• _AVAILABLE DATA_
>> Begin
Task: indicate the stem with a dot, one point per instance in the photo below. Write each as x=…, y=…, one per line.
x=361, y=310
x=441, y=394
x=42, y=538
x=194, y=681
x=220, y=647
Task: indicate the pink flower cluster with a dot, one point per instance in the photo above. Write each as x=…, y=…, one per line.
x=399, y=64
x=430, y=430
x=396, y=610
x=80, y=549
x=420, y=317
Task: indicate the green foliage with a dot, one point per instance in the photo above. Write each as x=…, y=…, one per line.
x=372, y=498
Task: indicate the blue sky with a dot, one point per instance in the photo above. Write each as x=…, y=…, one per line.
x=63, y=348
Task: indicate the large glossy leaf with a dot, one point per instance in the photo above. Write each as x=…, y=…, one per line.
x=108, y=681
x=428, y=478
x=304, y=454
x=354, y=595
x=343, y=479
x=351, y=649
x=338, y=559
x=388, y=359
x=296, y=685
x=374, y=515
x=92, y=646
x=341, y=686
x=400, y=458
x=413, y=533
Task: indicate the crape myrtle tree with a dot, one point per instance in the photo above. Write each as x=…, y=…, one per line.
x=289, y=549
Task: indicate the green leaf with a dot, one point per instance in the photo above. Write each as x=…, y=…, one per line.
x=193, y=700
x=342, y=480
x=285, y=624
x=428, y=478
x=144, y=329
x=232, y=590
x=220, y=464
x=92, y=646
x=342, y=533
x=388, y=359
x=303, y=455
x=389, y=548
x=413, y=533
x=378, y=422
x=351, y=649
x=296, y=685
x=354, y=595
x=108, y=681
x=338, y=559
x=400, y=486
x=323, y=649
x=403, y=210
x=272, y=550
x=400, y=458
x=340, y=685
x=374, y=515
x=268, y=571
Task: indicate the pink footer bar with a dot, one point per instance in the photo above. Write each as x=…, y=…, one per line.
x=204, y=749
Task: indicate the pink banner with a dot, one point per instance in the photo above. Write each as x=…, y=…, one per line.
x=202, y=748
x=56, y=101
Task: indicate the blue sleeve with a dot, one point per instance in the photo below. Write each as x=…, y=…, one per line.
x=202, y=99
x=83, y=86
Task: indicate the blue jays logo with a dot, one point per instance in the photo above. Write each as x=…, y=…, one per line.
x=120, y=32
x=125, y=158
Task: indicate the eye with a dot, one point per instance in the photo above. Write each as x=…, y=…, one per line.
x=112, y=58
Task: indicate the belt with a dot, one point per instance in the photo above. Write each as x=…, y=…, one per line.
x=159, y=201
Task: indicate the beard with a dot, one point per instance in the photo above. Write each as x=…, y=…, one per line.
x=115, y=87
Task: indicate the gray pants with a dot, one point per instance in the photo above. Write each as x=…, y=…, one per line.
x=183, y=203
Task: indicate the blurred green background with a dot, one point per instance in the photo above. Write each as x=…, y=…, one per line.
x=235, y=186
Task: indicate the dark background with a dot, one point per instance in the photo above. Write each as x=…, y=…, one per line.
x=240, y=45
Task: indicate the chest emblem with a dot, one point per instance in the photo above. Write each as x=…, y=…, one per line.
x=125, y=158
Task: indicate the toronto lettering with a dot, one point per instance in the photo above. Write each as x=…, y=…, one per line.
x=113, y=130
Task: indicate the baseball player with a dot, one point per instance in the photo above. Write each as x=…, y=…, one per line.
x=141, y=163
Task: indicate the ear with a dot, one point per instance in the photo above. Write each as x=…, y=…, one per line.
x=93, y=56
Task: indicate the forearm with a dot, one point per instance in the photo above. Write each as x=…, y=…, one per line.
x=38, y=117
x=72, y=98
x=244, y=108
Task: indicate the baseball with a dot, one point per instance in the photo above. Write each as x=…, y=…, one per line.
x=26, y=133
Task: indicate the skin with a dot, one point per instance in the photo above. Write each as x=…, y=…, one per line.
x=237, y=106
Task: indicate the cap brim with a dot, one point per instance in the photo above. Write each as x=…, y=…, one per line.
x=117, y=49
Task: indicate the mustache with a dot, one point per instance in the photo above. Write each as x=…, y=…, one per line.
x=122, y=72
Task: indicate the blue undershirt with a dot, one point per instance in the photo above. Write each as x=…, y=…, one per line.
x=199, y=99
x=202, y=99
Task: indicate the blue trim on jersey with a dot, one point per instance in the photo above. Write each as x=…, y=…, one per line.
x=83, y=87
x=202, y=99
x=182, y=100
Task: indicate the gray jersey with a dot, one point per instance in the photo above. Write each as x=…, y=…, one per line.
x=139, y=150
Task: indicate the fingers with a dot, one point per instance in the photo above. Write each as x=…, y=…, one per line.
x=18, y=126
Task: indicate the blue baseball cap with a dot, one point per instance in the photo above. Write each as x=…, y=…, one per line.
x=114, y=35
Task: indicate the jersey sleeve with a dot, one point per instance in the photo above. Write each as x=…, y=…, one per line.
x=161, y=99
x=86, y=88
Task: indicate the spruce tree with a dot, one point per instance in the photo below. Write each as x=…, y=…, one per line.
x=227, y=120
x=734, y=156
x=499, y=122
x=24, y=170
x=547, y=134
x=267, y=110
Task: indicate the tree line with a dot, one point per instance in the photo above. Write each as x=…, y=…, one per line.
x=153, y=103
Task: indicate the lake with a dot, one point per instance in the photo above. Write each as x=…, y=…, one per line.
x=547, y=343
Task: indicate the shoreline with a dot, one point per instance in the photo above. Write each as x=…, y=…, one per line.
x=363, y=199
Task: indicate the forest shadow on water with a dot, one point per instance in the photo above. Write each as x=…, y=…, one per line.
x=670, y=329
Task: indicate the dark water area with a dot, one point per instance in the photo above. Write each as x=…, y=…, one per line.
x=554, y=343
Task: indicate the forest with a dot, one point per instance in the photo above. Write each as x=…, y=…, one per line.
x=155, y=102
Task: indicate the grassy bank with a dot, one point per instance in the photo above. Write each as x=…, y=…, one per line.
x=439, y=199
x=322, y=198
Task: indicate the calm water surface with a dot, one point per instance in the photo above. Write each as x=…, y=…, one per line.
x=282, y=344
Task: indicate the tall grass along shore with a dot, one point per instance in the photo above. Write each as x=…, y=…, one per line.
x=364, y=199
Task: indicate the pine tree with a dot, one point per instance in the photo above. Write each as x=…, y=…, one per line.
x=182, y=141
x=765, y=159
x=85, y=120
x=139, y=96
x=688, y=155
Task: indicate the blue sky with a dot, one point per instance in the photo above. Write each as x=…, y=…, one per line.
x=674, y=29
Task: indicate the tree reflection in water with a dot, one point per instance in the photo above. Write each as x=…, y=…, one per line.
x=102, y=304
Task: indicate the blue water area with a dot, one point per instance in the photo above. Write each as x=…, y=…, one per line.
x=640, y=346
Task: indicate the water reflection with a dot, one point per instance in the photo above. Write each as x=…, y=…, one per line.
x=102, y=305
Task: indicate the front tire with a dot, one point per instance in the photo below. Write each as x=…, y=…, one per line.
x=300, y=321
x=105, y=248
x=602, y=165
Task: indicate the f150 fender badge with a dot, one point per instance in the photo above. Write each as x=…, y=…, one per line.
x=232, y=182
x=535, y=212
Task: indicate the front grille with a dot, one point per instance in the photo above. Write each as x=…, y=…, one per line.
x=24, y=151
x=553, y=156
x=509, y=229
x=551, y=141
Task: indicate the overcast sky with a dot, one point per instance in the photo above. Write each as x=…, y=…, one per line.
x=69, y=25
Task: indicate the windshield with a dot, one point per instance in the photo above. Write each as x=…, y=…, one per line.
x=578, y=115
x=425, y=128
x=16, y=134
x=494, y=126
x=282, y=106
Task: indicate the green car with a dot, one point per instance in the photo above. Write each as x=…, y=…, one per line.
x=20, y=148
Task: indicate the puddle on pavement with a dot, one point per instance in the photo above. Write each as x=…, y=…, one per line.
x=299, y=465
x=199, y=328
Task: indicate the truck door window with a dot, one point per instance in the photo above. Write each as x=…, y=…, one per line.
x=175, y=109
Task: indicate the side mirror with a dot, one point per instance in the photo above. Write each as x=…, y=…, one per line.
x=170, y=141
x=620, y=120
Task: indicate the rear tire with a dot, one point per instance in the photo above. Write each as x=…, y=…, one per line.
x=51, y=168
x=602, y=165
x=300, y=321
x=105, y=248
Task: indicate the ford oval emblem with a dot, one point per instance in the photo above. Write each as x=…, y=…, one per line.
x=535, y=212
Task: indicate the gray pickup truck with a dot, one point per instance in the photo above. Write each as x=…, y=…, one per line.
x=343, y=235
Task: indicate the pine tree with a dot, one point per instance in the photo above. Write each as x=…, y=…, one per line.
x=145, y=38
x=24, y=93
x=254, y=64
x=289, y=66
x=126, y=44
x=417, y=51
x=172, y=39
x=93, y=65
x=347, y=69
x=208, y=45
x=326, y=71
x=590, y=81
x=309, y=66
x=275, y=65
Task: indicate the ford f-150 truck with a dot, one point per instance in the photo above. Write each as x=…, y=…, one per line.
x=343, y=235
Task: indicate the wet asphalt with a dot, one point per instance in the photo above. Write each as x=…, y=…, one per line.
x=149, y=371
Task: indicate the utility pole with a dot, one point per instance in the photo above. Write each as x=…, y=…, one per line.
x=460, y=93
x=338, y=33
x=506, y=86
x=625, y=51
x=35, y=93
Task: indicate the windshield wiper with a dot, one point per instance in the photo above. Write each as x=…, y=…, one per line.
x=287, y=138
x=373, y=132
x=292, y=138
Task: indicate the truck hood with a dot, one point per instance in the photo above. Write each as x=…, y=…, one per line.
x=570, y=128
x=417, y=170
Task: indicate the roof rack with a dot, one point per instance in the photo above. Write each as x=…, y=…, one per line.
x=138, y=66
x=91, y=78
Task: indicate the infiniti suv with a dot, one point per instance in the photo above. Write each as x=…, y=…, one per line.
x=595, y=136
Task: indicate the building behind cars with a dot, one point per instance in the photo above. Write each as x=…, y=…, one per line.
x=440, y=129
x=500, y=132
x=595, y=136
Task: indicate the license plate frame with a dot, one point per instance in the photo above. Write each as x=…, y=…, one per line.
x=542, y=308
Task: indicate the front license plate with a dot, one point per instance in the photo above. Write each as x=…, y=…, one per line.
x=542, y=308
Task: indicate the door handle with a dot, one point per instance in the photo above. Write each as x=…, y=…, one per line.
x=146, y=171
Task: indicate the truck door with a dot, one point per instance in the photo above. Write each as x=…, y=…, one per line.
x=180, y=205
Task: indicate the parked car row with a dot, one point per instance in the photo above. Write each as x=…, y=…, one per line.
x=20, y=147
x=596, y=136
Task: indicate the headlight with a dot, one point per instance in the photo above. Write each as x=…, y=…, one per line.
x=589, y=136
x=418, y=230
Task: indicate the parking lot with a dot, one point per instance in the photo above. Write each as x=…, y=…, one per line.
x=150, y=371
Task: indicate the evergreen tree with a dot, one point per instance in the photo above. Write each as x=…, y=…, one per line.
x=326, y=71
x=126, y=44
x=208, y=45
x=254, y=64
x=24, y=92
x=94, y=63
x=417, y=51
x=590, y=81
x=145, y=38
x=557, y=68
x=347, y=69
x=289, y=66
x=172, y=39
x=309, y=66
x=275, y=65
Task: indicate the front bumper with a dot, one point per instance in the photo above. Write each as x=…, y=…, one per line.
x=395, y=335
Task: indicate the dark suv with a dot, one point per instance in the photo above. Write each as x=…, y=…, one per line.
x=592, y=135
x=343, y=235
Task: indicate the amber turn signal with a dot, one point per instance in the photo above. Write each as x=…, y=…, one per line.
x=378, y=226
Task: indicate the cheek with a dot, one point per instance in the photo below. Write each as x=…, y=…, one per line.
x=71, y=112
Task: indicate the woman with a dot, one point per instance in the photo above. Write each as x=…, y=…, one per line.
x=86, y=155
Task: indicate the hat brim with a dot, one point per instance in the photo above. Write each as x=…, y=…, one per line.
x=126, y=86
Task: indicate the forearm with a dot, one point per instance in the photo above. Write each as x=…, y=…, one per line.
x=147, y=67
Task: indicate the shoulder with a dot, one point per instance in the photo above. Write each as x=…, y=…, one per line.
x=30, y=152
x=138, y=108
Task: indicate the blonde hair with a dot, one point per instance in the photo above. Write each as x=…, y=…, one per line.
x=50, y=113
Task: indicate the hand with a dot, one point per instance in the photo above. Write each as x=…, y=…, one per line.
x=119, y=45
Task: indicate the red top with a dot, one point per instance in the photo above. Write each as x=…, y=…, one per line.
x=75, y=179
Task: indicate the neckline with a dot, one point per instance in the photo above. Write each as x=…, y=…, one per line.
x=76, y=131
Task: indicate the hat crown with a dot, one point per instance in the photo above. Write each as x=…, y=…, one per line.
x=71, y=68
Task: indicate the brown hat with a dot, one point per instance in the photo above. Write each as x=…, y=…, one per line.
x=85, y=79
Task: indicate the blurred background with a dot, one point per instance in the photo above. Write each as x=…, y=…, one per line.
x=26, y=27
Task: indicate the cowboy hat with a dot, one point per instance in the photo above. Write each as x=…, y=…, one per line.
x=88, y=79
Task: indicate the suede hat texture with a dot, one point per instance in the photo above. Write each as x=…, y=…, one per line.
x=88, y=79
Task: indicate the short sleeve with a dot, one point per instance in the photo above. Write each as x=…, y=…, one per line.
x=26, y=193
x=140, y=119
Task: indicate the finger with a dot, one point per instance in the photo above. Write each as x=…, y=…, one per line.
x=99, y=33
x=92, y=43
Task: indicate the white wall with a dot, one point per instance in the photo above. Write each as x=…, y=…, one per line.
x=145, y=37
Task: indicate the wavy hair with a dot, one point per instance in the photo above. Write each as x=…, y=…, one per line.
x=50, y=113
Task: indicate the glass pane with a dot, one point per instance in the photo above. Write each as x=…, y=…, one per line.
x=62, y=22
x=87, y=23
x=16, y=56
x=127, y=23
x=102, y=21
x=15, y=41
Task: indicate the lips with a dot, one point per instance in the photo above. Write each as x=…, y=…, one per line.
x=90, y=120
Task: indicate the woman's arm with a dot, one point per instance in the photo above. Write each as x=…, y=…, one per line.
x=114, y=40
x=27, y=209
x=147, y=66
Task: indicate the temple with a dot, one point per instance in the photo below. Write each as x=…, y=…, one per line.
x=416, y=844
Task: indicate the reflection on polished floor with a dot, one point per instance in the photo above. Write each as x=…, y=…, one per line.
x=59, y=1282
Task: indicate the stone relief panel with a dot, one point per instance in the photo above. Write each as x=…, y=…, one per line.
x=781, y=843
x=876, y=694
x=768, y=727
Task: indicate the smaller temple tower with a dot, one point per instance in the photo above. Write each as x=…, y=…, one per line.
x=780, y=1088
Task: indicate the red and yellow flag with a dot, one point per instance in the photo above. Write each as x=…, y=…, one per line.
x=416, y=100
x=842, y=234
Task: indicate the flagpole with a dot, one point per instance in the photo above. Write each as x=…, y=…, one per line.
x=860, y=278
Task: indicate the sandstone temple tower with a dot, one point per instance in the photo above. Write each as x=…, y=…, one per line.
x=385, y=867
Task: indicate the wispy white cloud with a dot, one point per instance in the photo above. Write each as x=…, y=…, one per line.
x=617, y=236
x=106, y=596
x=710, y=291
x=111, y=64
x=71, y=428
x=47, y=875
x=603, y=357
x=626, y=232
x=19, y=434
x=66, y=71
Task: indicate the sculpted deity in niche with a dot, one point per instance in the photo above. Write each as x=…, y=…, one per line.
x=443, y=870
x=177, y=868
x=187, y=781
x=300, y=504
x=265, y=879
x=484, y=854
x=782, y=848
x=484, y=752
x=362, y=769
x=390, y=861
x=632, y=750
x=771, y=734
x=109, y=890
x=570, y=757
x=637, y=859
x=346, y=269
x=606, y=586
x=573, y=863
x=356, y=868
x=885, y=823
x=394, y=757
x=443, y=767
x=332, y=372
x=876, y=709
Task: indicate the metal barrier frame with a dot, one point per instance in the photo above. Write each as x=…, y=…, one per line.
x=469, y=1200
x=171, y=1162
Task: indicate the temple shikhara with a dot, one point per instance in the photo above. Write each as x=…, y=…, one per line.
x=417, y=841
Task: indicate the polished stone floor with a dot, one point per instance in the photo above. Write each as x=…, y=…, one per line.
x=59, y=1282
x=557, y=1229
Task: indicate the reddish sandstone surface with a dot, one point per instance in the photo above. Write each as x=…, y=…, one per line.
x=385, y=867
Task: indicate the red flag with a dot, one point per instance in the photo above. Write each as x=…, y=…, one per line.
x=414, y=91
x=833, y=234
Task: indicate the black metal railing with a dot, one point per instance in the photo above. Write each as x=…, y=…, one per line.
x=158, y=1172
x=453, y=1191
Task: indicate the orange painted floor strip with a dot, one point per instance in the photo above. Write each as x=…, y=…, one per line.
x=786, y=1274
>> End
Please repeat the records word for word, from the first line through the line that contains "x=420, y=317".

Task: indicate the stem with a dot, one point per instance in the photo below. Write each as x=…, y=…, one per line.
x=361, y=310
x=441, y=394
x=42, y=538
x=194, y=681
x=220, y=647
Task: indicate the pink flower cluster with a dot, one point per instance in the photo above. Write each as x=…, y=…, one per line.
x=399, y=64
x=430, y=430
x=396, y=610
x=80, y=549
x=420, y=317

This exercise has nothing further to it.